Text-to-region grounding data:

▬▬▬▬▬▬

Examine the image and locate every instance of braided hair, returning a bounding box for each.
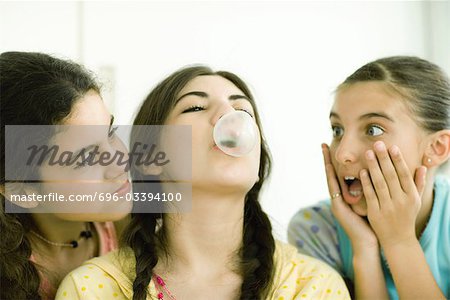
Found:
[123,66,275,299]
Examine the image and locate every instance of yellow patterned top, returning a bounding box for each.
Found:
[56,241,350,300]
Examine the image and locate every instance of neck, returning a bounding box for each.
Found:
[158,190,245,278]
[29,214,89,252]
[415,174,436,238]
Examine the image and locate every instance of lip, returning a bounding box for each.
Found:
[212,143,223,152]
[339,173,363,205]
[114,180,131,196]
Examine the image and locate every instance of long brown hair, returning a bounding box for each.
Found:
[0,51,100,299]
[123,65,275,300]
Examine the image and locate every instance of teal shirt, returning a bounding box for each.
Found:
[288,176,450,299]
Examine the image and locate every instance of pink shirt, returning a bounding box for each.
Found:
[30,222,118,300]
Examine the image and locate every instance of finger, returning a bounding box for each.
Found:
[321,144,341,196]
[321,143,333,166]
[325,161,359,225]
[321,144,356,222]
[360,168,380,212]
[389,145,417,195]
[365,149,392,209]
[414,166,427,197]
[373,141,403,199]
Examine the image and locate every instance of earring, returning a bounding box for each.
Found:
[427,158,432,164]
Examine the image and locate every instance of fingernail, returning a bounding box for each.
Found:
[366,150,375,160]
[390,145,399,156]
[374,141,385,151]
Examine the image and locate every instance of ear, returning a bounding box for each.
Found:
[2,182,40,209]
[423,129,450,168]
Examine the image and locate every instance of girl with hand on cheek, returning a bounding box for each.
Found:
[288,56,450,299]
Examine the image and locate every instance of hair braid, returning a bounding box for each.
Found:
[123,213,160,300]
[240,198,275,299]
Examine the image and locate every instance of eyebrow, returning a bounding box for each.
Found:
[176,91,251,104]
[71,115,115,161]
[329,111,394,122]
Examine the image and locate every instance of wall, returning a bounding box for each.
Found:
[1,1,449,241]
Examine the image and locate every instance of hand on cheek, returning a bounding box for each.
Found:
[360,141,427,247]
[322,143,379,252]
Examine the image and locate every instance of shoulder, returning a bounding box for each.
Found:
[435,175,450,201]
[288,200,334,235]
[55,248,135,300]
[427,176,450,231]
[274,241,340,276]
[271,241,350,299]
[287,201,344,272]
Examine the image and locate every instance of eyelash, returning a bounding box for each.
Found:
[182,105,205,113]
[238,108,254,118]
[182,105,254,117]
[109,126,118,138]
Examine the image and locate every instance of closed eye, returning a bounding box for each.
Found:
[108,126,118,138]
[182,105,205,113]
[74,151,95,170]
[236,108,254,118]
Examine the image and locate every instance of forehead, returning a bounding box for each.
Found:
[332,81,411,120]
[179,75,244,96]
[64,90,110,126]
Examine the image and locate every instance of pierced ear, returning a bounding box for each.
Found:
[423,129,450,167]
[2,182,40,209]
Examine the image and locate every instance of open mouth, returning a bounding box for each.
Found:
[342,175,363,204]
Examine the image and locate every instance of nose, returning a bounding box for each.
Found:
[334,134,361,165]
[210,101,236,126]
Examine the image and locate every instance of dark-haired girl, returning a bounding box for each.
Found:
[0,52,131,300]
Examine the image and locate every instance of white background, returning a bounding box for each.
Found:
[1,0,449,241]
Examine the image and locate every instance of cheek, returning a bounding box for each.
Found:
[401,149,423,175]
[112,135,128,154]
[386,141,423,174]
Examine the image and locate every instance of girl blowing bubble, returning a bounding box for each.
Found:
[288,56,450,299]
[56,65,350,300]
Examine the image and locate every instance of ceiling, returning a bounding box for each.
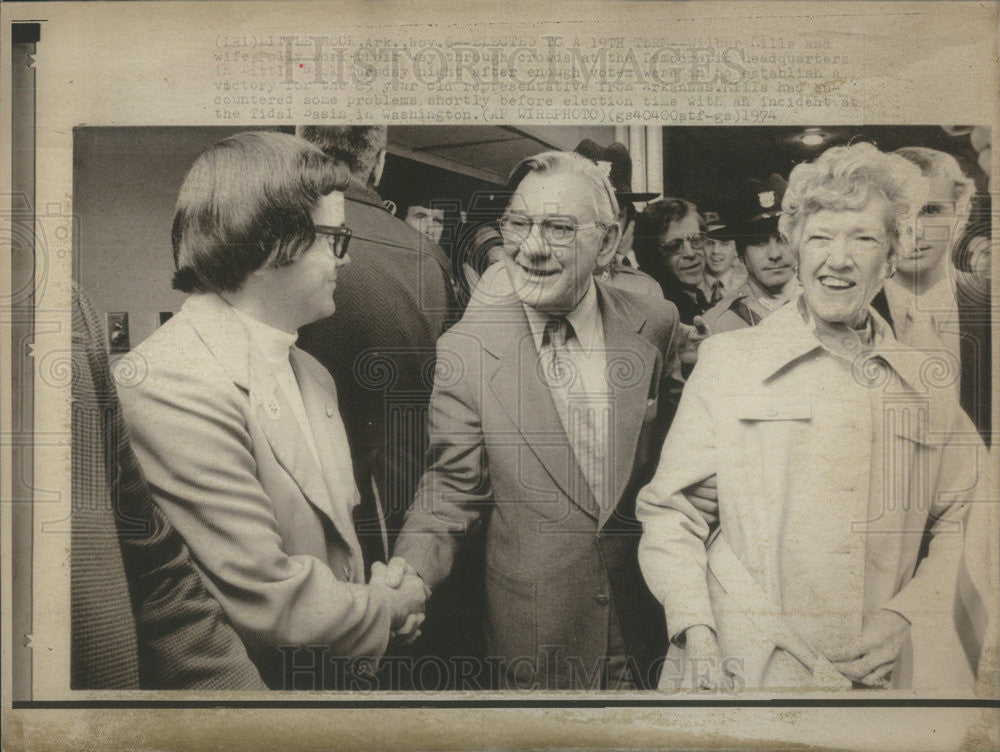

▬▬▬▬▬▬

■ **Requirement**
Scan the data above and report each line in which "shirt" is present.

■ **Written answer**
Examine the image and locate every instance of teal shirt, returning a bounding box for each.
Examine the image and locate every instance of pink shirt, returning a bounding box for each.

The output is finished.